Location labeling records:
────────────────
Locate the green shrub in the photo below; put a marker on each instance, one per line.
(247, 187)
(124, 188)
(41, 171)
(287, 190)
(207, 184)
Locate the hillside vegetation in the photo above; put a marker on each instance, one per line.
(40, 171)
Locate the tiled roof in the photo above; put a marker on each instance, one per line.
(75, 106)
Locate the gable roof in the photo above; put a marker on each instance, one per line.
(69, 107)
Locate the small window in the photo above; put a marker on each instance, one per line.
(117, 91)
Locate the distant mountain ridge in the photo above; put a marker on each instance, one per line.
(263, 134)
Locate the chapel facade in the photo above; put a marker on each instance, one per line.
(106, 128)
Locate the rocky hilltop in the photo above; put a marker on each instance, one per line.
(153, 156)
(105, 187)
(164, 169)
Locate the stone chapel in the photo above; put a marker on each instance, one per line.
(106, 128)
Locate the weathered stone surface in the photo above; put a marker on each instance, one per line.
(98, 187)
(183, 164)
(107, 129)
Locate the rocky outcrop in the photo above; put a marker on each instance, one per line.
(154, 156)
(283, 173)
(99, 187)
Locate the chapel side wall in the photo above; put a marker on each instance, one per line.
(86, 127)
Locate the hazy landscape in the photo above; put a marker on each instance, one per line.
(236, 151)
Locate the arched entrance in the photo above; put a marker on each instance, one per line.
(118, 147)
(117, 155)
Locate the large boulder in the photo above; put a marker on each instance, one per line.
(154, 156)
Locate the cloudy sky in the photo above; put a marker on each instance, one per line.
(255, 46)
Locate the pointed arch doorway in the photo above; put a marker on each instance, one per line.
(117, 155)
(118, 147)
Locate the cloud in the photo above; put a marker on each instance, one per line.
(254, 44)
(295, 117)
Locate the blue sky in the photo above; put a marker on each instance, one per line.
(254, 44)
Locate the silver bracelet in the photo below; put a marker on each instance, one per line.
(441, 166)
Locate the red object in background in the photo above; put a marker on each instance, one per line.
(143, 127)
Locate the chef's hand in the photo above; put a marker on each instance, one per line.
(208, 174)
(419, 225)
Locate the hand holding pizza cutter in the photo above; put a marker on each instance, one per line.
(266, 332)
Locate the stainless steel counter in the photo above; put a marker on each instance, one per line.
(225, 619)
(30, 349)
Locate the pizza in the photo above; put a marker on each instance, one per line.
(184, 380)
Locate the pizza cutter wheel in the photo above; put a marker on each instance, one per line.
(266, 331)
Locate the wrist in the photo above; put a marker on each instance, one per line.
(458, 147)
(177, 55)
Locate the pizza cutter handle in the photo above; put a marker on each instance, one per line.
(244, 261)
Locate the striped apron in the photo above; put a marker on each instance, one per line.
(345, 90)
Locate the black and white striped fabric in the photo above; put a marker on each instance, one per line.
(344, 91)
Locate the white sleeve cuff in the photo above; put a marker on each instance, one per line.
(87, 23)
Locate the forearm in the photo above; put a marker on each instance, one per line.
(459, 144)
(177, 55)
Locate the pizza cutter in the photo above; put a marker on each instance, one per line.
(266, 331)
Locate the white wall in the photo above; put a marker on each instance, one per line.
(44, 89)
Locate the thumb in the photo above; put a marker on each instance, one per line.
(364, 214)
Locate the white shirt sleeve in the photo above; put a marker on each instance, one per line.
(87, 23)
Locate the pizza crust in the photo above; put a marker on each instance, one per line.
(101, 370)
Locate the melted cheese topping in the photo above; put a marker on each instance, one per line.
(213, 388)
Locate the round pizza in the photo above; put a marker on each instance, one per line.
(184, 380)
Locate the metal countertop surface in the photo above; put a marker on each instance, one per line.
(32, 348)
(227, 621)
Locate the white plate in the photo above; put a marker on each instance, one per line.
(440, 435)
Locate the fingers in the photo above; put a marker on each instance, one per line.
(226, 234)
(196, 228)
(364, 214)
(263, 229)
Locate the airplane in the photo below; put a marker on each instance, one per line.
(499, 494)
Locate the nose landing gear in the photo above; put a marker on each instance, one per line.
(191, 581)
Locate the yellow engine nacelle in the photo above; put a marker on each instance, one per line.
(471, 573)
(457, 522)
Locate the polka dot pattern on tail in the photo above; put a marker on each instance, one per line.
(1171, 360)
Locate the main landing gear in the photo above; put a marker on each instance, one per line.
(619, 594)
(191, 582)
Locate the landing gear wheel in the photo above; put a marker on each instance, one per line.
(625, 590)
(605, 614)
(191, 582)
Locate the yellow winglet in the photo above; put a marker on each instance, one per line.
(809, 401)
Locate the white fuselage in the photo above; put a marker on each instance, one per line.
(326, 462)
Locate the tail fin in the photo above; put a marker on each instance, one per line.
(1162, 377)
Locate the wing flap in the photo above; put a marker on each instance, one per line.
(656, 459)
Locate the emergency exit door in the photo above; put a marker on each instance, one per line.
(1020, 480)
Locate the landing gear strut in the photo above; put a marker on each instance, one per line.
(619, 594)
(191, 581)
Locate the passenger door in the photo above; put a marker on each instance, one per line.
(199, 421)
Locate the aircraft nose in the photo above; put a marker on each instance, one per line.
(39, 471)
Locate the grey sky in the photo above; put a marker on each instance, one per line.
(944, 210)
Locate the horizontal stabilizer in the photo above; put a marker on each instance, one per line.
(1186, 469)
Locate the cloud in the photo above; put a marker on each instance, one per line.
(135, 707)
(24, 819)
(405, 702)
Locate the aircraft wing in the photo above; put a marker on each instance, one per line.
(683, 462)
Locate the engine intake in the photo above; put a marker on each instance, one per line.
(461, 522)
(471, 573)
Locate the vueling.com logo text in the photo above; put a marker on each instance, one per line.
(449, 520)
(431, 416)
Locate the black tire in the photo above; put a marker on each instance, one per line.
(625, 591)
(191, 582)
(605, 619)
────────────────
## DIRECTIONS
From the data above, extract every line in its exact form.

## SOLUTION TO THIS EXERCISE
Locate the green shrub in the photo below; put a marker on each instance, one per line.
(247, 187)
(124, 188)
(41, 171)
(287, 190)
(207, 184)
Locate the hillside vegetation in the photo above; put a marker on each instance, one per line.
(40, 171)
Locate the tiled roof in the photo above; put a marker on each instance, one per line.
(75, 106)
Locate the gable roof in the photo above; put a marker on each instance, one per line.
(69, 107)
Locate the small window in the photo above; put a marker on each instance, one per line.
(117, 91)
Locate the distant mountain ridge in the photo above; put a marker on each instance, one per line.
(263, 134)
Locate the chapel facade in the photo above; put a marker on each instance, one per line.
(106, 128)
Locate the rocky hilltop in the photo above; put a marker on each instance, one per line.
(153, 156)
(105, 187)
(164, 169)
Locate the stone chapel in the photo above; put a marker on each instance, one per line.
(106, 128)
Locate the weathered stone surface in the photo above; put a marker on each instance, one per line.
(98, 187)
(183, 164)
(107, 129)
Locate the rocky outcrop in the photo above; put a marker on each instance, one per line.
(154, 156)
(283, 173)
(99, 187)
Locate the chapel side wall in the photo above; put a marker on each instance, one per line.
(86, 127)
Locate the hazy landscape in the photo above; put a marker on each instance, one per line.
(236, 151)
Locate the arched entrance in the photo above; put a marker on each instance, one per line.
(118, 147)
(117, 155)
Locate the large boulder in the photo above; put a marker on each instance, one per line.
(154, 156)
Locate the cloudy sky in the photo above; put a marker on each instance, one per line.
(255, 46)
Locate the pointed arch doorway in the photo above; put a marker on each instance, one per line.
(117, 155)
(118, 147)
Locate the cloud in the photo above; put a marker on each instance, one per line.
(254, 44)
(295, 117)
Locate the blue sky in the photo above; put a marker on each instance, one per line.
(254, 44)
Locate the silver bracelet in the photo below; put a marker on each instance, one per line.
(441, 166)
Locate the red object in background in the photo above; put a marker on each instance, one per line.
(143, 127)
Locate the chef's hand in the photo above; put a marker on each instance, one per line.
(208, 174)
(419, 225)
Locate the hand holding pizza cutter in the photo above; put a marker on each instance, one per line.
(266, 332)
Locate the stainless steel counter in the photo above; put a marker on each instance, one per line.
(225, 619)
(30, 349)
Locate the pizza in the photo above; put a marker on each instance, one per line.
(184, 380)
Locate the pizza cutter wheel in the photo above; put a marker on each instance, one per line.
(266, 331)
Locate the wrist in the photo above; put a marker on each instance, one per line.
(458, 147)
(177, 55)
Locate the pizza cutter handle in the photo above; put a marker on each instance, one per line.
(244, 261)
Locate the striped apron in the photo above; put a marker on each instance, one per line.
(345, 90)
Locate the black and white striped fabric in the photo above; put a marker on each instance, one per line.
(344, 91)
Locate the white sleeve cuff in the photo above; put a marker on each instance, one per line.
(87, 23)
Locate the forearm in the photo above; put a marker on each instance, one per line.
(459, 144)
(177, 55)
Locate the pizza cutter in the photo above; put a marker on each instance, one per line.
(266, 331)
Locate the white wall in the photo above; put a marker on each instance, one per line.
(44, 89)
Locate the thumb in the photo above; put a marker on each instance, one per line.
(364, 214)
Locate the white shirt sleeve in the photo above; put a marker on each instance, one per line.
(87, 23)
Locate the pizza crust in the photo above; put a marker on each instance, one per line.
(101, 370)
Locate the melted cheese topping in the photo above; put a marker on each instance, one per line.
(213, 388)
Locate the round pizza in the photo above; put a marker on each instance, one per line.
(184, 380)
Locate the metal countertop surface in the photo above; put a marker on each instance, one per line.
(32, 348)
(227, 621)
Locate the white plate in the photo above; put a marker on each instance, one per line.
(440, 435)
Locate the fingers in the photo above; put a marker on each instance, one per line.
(226, 234)
(196, 228)
(364, 214)
(263, 229)
Locate the airplane in the photo below; put a marker on each instance, one per line.
(499, 494)
Locate the nose landing gear in the photo above; put a marker on each instance, one per line.
(191, 581)
Locate the yellow engine nacelle in the photo above; put a marker on each instance, one per line.
(471, 573)
(457, 522)
Locate the polka dot pattern on tail in the photo above; put a marker on each instance, one per line.
(1171, 360)
Locate the main landing gear in the photo above; put a marker on each instance, one per line.
(619, 594)
(191, 582)
Locate the landing gear wheel in the photo above; put a marker on each instance, one per line.
(625, 590)
(605, 614)
(191, 582)
Locate the yellow winglet in the photo above; put a marker on each instance, one per line.
(809, 401)
Locate the white fuselage in the photo above; put a marker on each instance, one per line.
(326, 462)
Locate the tail fin in the photo above; put a marker on each instance, one per line.
(1162, 377)
Locate the wing flap in the photo above; put a marker on each instance, one per line.
(656, 459)
Locate the emergency exit door in the photo above; put a marker on each instance, one per line.
(1020, 480)
Locate the landing gear strut in the photo above; put a marker on each instance, one per line.
(619, 594)
(191, 581)
Locate the passenger door in the photo above; put a marker on each instance, one per line.
(199, 421)
Locate the aircraft nose in the photo above; put a marker on each instance, one per line.
(39, 471)
Locate the grey sky in the photo above; put a marker on each instance, one per line.
(944, 210)
Locate the horizontal stabilizer in the photo above; put a marker on each instance, one per line.
(1186, 469)
Locate the cloud in the photo above; put a marker on each instance, one per line.
(135, 707)
(24, 819)
(405, 702)
Locate the aircraft wing in the photo above; put a marker on each instance, one per line.
(683, 462)
Locate the engine intake in the photo above; put a marker on each instance, one per line.
(461, 522)
(471, 573)
Locate the vueling.com logo text in the photo above; put a marker on each instance, one per line.
(449, 520)
(431, 416)
Locate the black tire in the photo above; put a marker on each instance, one per line.
(625, 591)
(191, 582)
(605, 619)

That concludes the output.